*** Study text ***

How can we compete with cheap fake art from overseas, Indigenous business owners ask?

‘I’ve seen these poor carvers that are trying to carry on their culture, and they’ve got to compete with something a quarter the cost that comes in from Indonesia,’ says Shain Jackson.

In a North Vancouver studio, Spirit Works employee Jordan Dubois is working on a feast table made from a 20-foot-long cedar tree. Soon, he will start shaping the table, then carving Indigenous designs into it, before a community someday gathers around it to share their stories and a good meal. Elsewhere in the studio, several other employees are working on authentic West Coast Indigenous art of their own.

It’s early April and Spirit Works is ramping up production after a brief lull, as owner Shain Jackson scares up business. Meanwhile, just a short Seabus ride away in Gastown, a Discourse investigation found three quarters of the souvenir shops in Vancouver’s tourist hotspots are busy selling inauthentic Indigenous art and gifts, produced without any collaboration with Indigenous people.

*** End of Study text ***

Work instruction a:
Reproduce the article on imitation Indigenous art word for word.

*** Task inputs ***

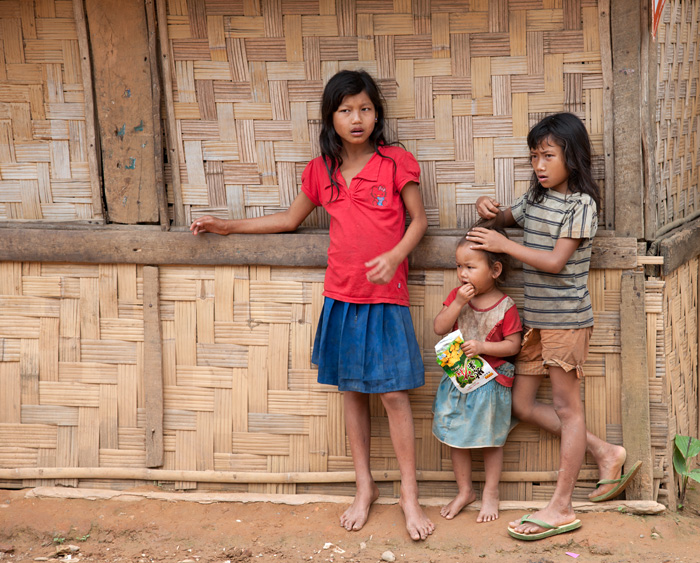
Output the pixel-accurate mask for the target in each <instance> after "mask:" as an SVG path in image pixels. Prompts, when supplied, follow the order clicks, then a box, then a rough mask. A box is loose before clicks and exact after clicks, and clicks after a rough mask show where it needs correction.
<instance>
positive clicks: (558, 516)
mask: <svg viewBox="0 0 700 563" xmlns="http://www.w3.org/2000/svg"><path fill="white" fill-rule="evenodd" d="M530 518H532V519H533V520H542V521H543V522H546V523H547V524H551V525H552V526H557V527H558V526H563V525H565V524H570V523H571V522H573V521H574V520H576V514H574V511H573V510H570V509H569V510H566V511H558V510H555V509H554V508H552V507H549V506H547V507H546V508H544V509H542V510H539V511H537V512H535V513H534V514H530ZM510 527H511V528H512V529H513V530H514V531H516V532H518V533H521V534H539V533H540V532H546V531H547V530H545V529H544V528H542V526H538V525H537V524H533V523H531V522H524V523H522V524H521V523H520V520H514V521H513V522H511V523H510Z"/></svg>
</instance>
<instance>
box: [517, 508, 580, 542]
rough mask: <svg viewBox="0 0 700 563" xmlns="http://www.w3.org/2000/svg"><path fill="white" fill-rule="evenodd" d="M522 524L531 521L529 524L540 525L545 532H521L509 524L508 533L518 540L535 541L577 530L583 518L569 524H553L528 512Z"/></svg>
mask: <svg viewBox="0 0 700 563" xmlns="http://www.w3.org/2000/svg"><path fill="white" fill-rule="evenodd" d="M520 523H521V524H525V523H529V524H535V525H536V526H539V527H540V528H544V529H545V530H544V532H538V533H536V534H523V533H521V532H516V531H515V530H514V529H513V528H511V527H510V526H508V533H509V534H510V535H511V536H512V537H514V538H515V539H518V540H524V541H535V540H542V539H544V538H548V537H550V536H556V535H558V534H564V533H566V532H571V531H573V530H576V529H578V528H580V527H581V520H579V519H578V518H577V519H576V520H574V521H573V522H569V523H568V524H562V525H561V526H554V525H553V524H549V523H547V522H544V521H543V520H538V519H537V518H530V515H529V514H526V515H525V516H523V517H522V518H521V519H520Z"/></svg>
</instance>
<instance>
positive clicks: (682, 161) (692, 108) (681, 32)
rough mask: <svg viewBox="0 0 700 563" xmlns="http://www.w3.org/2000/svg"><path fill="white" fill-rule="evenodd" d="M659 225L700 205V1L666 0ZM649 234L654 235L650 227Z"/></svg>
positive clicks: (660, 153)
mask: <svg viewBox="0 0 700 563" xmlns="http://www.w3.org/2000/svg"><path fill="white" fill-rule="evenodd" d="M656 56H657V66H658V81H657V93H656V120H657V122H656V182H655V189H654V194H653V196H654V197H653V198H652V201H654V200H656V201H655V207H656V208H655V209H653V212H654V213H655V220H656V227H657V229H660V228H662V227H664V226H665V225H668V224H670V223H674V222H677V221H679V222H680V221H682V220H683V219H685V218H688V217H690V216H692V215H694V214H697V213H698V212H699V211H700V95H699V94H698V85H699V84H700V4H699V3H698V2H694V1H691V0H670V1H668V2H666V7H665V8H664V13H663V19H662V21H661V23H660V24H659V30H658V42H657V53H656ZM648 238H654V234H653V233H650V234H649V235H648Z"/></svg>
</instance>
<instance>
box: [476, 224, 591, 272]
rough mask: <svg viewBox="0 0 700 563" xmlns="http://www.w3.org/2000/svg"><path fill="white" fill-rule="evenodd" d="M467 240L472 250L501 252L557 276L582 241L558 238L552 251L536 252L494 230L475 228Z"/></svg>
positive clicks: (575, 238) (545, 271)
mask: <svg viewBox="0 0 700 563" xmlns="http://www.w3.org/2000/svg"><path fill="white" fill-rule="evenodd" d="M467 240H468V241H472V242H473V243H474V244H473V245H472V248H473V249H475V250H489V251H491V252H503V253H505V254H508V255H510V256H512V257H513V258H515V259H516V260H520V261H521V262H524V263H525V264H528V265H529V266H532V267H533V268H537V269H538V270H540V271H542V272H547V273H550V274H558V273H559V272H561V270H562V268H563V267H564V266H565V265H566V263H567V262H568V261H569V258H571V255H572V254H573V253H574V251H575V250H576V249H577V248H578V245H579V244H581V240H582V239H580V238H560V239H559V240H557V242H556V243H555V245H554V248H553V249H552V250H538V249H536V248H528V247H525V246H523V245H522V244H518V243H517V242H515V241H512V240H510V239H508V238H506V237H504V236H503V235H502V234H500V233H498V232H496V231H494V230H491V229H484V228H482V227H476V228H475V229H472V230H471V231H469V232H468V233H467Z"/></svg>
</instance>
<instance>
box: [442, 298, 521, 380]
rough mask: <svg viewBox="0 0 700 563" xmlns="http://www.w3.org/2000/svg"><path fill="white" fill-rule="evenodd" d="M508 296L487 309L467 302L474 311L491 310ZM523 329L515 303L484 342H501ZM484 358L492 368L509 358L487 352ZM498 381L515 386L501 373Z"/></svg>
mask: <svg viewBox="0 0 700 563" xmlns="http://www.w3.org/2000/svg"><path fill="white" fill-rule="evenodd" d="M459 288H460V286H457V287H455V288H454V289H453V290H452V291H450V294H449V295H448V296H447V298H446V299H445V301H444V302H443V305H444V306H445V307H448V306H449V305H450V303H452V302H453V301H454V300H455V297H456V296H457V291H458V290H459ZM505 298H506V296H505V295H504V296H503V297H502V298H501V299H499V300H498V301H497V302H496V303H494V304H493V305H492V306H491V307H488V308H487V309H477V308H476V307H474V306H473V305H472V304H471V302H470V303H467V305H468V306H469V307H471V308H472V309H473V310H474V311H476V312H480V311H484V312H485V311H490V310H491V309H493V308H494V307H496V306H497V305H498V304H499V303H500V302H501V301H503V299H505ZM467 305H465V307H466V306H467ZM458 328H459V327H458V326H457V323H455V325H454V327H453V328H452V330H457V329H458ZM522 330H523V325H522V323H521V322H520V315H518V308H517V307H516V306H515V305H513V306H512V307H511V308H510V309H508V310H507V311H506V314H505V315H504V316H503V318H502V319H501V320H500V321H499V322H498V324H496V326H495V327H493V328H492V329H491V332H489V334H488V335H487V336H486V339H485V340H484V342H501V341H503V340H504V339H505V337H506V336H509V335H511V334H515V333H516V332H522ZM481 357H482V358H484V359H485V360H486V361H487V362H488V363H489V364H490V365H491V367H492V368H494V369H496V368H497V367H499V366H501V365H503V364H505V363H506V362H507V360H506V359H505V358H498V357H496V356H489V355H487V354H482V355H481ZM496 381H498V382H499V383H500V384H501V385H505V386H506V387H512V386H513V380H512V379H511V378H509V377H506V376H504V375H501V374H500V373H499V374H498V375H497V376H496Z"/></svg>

*** End of Task inputs ***

Work instruction b:
Format the entries, from their first line through the line holding "positive clicks: (558, 516)", inclusive, as a JSON list of strings, one string per line. Leave out blank lines and the pictures.

Problem solution a:
How can we compete with cheap fake art from overseas, Indigenous business owners ask?

‘I’ve seen these poor carvers that are trying to carry on their culture, and they’ve got to compete with something a quarter the cost that comes in from Indonesia,’ says Shain Jackson.

In a North Vancouver studio, Spirit Works employee Jordan Dubois is working on a feast table made from a 20-foot-long cedar tree. Soon, he will start shaping the table, then carving Indigenous designs into it, before a community someday gathers around it to share their stories and a good meal. Elsewhere in the studio, several other employees are working on authentic West Coast Indigenous art of their own.

It’s early April and Spirit Works is ramping up production after a brief lull, as owner Shain Jackson scares up business. Meanwhile, just a short Seabus ride away in Gastown, a Discourse investigation found three quarters of the souvenir shops in Vancouver’s tourist hotspots are busy selling inauthentic Indigenous art and gifts, produced without any collaboration with Indigenous people.

Problem solution b:
[
  "Output the pixel-accurate mask for the target in each <instance> after \"mask:\" as an SVG path in image pixels. Prompts, when supplied, follow the order clicks, then a box, then a rough mask. A box is loose before clicks and exact after clicks, and clicks after a rough mask show where it needs correction.",
  "<instance>",
  "positive clicks: (558, 516)"
]